WHAT IS BEING ASKED: Reproduce the lines of the listing below verbatim, from the line containing "Could you please indicate the hillside" through the end of the listing, with both ends included. Leave the pictures out of your answer.

Items from a dataset:
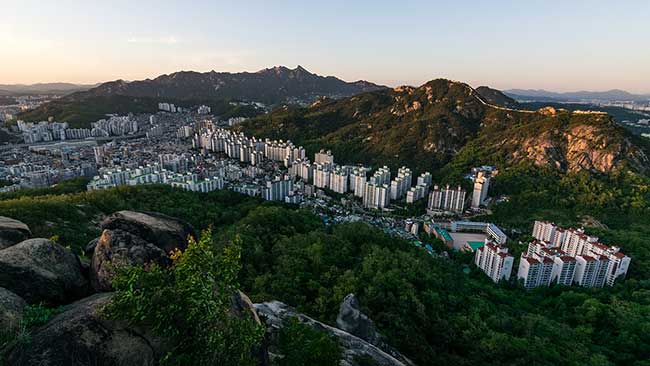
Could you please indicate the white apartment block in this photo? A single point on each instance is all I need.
(277, 189)
(535, 272)
(590, 271)
(579, 258)
(376, 196)
(358, 178)
(324, 157)
(339, 180)
(481, 185)
(401, 184)
(322, 175)
(416, 193)
(447, 199)
(425, 179)
(495, 261)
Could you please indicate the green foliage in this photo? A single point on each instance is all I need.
(74, 216)
(427, 307)
(365, 360)
(74, 185)
(33, 316)
(301, 345)
(38, 315)
(81, 113)
(190, 304)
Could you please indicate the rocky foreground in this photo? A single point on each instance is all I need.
(40, 271)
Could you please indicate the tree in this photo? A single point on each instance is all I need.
(190, 303)
(301, 344)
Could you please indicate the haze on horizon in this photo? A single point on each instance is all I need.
(553, 45)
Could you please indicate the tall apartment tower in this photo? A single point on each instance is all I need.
(324, 157)
(495, 261)
(535, 272)
(448, 199)
(481, 185)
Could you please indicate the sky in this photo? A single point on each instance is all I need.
(555, 45)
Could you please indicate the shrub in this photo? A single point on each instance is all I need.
(189, 304)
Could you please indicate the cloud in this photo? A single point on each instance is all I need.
(148, 40)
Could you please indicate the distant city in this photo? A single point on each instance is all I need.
(190, 149)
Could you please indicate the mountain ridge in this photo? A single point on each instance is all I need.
(271, 86)
(446, 122)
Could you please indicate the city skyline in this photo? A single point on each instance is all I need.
(555, 46)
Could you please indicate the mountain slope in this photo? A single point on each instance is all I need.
(274, 85)
(428, 126)
(496, 97)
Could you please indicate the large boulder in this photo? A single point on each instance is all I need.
(39, 270)
(353, 321)
(117, 248)
(81, 336)
(275, 314)
(11, 310)
(12, 232)
(134, 238)
(167, 233)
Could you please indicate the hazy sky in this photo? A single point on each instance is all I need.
(557, 45)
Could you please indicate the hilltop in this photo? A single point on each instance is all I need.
(447, 122)
(271, 86)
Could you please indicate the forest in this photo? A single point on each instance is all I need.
(426, 305)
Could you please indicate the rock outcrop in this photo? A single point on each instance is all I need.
(353, 321)
(134, 238)
(166, 232)
(81, 336)
(11, 309)
(117, 248)
(39, 270)
(12, 232)
(275, 313)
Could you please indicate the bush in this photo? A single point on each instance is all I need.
(301, 344)
(189, 304)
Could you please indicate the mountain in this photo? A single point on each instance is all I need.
(42, 88)
(496, 97)
(186, 88)
(444, 122)
(275, 85)
(544, 95)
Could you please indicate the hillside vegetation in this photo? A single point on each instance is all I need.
(425, 305)
(80, 113)
(428, 127)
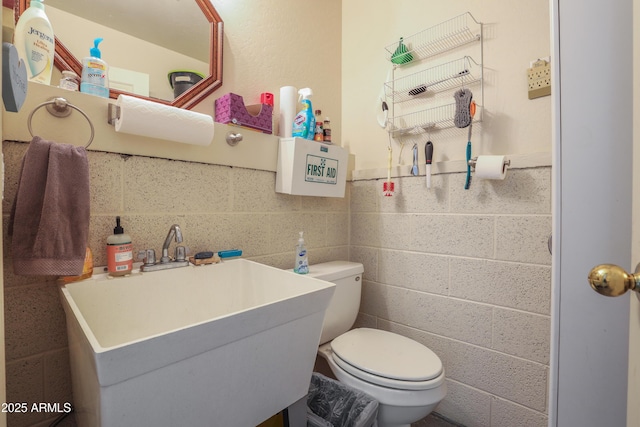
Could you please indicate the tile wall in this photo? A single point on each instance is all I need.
(467, 273)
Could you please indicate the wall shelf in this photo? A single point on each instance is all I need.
(435, 86)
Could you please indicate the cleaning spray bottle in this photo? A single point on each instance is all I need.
(35, 42)
(95, 73)
(304, 124)
(302, 263)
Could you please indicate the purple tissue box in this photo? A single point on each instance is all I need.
(230, 108)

EXERCISE RESPONSE:
Could you please indicate the hillside vegetation in this photo? A single point on each instance is all I need.
(425, 305)
(80, 113)
(428, 127)
Could you please indicate the tile wall in this photo? A single point on each instance is all I need.
(467, 273)
Could you please indicate the wall shelf in this photo? A single point on each instance is all I need.
(435, 86)
Could you please indicate the cleaning spray bottle in this photo? A single point on each instance is all I need.
(35, 42)
(95, 73)
(304, 124)
(302, 263)
Could you please indicate the purple tissue box in this photo? A single point on each instance is all I need.
(230, 108)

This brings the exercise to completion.